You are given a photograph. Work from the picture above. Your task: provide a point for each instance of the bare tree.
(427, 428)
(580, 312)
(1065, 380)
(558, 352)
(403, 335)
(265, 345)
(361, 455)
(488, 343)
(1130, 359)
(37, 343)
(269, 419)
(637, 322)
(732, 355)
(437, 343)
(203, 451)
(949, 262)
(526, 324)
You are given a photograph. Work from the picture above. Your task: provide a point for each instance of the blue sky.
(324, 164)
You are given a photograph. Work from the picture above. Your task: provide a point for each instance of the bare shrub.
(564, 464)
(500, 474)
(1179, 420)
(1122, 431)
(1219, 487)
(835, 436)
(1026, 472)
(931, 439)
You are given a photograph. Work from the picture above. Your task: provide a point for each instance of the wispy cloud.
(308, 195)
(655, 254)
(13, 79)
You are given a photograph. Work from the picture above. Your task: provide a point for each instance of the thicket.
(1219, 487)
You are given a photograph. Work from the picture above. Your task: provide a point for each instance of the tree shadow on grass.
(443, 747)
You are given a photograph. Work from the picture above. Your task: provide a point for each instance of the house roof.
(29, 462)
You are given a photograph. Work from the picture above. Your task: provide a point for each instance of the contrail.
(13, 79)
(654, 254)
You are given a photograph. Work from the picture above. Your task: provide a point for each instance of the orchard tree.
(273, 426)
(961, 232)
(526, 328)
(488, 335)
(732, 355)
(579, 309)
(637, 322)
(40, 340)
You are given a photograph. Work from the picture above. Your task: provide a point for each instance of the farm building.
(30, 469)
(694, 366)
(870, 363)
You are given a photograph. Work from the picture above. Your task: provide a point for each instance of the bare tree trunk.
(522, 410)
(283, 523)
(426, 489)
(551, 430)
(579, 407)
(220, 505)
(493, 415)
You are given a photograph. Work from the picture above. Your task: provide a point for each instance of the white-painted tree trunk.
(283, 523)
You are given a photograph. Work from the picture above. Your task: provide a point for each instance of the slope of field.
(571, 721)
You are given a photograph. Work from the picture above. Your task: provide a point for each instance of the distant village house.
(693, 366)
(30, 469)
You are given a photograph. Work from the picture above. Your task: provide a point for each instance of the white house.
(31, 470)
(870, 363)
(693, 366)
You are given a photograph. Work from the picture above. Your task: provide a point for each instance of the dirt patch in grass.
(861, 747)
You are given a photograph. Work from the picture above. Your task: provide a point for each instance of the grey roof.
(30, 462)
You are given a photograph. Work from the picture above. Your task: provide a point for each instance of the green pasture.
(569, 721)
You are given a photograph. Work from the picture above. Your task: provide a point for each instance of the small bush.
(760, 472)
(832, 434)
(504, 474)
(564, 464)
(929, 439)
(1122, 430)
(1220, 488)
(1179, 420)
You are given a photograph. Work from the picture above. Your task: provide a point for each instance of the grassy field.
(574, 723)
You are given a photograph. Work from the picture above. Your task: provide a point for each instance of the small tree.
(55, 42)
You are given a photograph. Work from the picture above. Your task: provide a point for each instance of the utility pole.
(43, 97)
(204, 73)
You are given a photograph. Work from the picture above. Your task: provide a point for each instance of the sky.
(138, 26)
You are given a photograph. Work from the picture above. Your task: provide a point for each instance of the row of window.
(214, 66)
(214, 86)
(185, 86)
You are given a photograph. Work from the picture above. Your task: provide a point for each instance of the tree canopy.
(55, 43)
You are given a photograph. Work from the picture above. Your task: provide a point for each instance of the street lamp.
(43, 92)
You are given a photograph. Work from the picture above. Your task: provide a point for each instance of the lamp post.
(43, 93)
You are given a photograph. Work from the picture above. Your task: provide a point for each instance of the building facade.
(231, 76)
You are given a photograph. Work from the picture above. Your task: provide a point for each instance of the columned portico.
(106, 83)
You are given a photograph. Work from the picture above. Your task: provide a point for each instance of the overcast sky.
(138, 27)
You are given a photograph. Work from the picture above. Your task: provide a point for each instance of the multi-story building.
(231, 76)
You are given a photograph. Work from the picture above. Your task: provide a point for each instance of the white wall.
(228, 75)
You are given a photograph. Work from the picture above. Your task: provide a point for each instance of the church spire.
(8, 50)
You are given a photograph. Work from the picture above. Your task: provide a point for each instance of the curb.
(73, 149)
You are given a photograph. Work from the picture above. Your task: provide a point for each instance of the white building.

****************

▸ **Aim**
Rewrite all of the lines above as a JSON list of strings, with one string for each line and any blank lines omitted.

▸ **Problem solution**
[
  "You are given a photograph. Work from the picture above. Your task: provide a point for each instance of the bare tree.",
  "(427, 428)",
  "(580, 312)",
  "(1065, 380)",
  "(558, 352)",
  "(403, 335)",
  "(265, 345)",
  "(361, 455)",
  "(488, 343)",
  "(1130, 359)",
  "(37, 343)",
  "(269, 419)",
  "(637, 322)",
  "(732, 355)",
  "(437, 343)",
  "(203, 451)",
  "(949, 262)",
  "(526, 324)",
  "You are given a photograph. Work from the picture above. Your task: provide a point for each instance of the blue sky.",
  "(324, 164)",
  "You are given a photograph. Work from the picture above. Your task: provide a point for each instance of the bare shrub.",
  "(564, 464)",
  "(500, 474)",
  "(1179, 420)",
  "(1122, 431)",
  "(1219, 487)",
  "(835, 436)",
  "(1026, 472)",
  "(931, 439)",
  "You are given a photograph. Work from the picture above. Your task: provide a point for each instance of the wispy cloud.",
  "(308, 195)",
  "(655, 254)",
  "(13, 79)",
  "You are given a photograph. Work from the picture above. Your task: provide a point for each instance of the thicket.",
  "(1219, 487)",
  "You are given a photograph. Work from the picture above. Your task: provide a point for each instance of the tree shadow on grass.",
  "(443, 747)",
  "You are given a photograph. Work from the picture above. Your task: provide a point for each instance of the house roof.",
  "(29, 462)",
  "You are given a photograph. Work from the picture above. Your task: provide a point for each instance of the contrail.",
  "(13, 79)",
  "(654, 254)",
  "You are given a photograph. Work from the picture above. Your task: provide a point for each instance of the orchard tree.",
  "(273, 426)",
  "(961, 232)",
  "(526, 328)",
  "(488, 335)",
  "(732, 355)",
  "(579, 309)",
  "(637, 322)",
  "(40, 340)",
  "You are given a photograph. Work from the picture above. Your task: provide a point for each instance of the farm building.",
  "(30, 469)",
  "(694, 366)",
  "(870, 363)",
  "You are given a photograph. Work from the picture above. Your task: provide a point for each instance of the bare tree trunk.",
  "(522, 410)",
  "(283, 523)",
  "(426, 489)",
  "(551, 430)",
  "(579, 407)",
  "(220, 505)",
  "(493, 415)",
  "You are given a photograph. Work from the picture above. Your task: provide a point for each instance of the white-painted tree trunk.",
  "(283, 523)",
  "You are given a photograph. Work from the picture above. Your task: provide a point for each instance of the slope of field.",
  "(571, 721)",
  "You are given a photograph. Work from the picture above. Your task: provide a point for each instance of the distant village house.",
  "(693, 366)",
  "(30, 469)",
  "You are given a photograph. Work from the picture above. Your task: provide a point for each instance of the white house.",
  "(31, 470)",
  "(870, 363)",
  "(693, 366)",
  "You are given a photograph. Work from the picture above. Your task: provide a point for each instance of the dirt patch in grass.",
  "(861, 747)",
  "You are given a photograph. Work from the picture above. Your task: provide a point for each instance of the grey roof.",
  "(30, 462)",
  "You are given a photograph. Work from the picture above. Your task: provide a point for each instance of the green pasture.",
  "(569, 721)",
  "You are given a photograph. Work from the picture above. Your task: provide a point for each instance of the small bush.",
  "(760, 472)",
  "(832, 434)",
  "(504, 474)",
  "(564, 464)",
  "(929, 439)",
  "(1122, 430)",
  "(1220, 488)",
  "(1179, 420)",
  "You are given a photograph. Work from the picture above. Your task: provide a point for each instance of the grassy field.",
  "(574, 723)",
  "You are given a photograph. Work from the picture above. Your task: provide a point for each instance of the small tree.",
  "(55, 42)",
  "You are given a photograph. Work from the picture above. Your task: provide a point for each instance of the utility pole.",
  "(43, 97)",
  "(204, 73)",
  "You are given a photograph. Work from the picture above. Your task: provide a point for each instance of the sky.",
  "(138, 26)",
  "You are given a photograph. Work from the picture above. Your task: provide a point for each instance of the row of window.",
  "(214, 66)",
  "(214, 86)",
  "(185, 86)",
  "You are given a photograph. Work from the picture above. Your task: provide a point for each instance of the tree canopy.",
  "(55, 43)",
  "You are given a photograph. Work from the picture above. Your task: provide a point for each instance of the street lamp.",
  "(43, 92)",
  "You are given a photograph. Work from the picture above. Your task: provide a point for each instance of the lamp post.",
  "(43, 93)",
  "You are given a photograph. Work from the picture above. Your task: provide a point for each instance of the building facade.",
  "(231, 76)",
  "You are given a photograph. Work from the picture above. Your task: provide a point for each instance of the columned portico.",
  "(106, 83)",
  "You are given a photograph. Work from the picture above. Your task: provide a point for each instance of the overcast sky.",
  "(138, 27)",
  "You are given a photograph. Work from the picture above. Your task: provide a point for each instance of the multi-story building.",
  "(231, 76)",
  "You are given a photograph. Work from the picture above. Your task: provide a point for each instance of the white wall.",
  "(228, 75)",
  "You are given a photograph. Work from the picture above. Your task: provide a point for each instance of the church spire.",
  "(8, 50)",
  "You are given a photograph. Work from the picture above. Your task: provide a point for each instance of the curb.",
  "(73, 149)",
  "You are given a photograph. Work from the picture above. Your task: provide a point for each instance of the white building."
]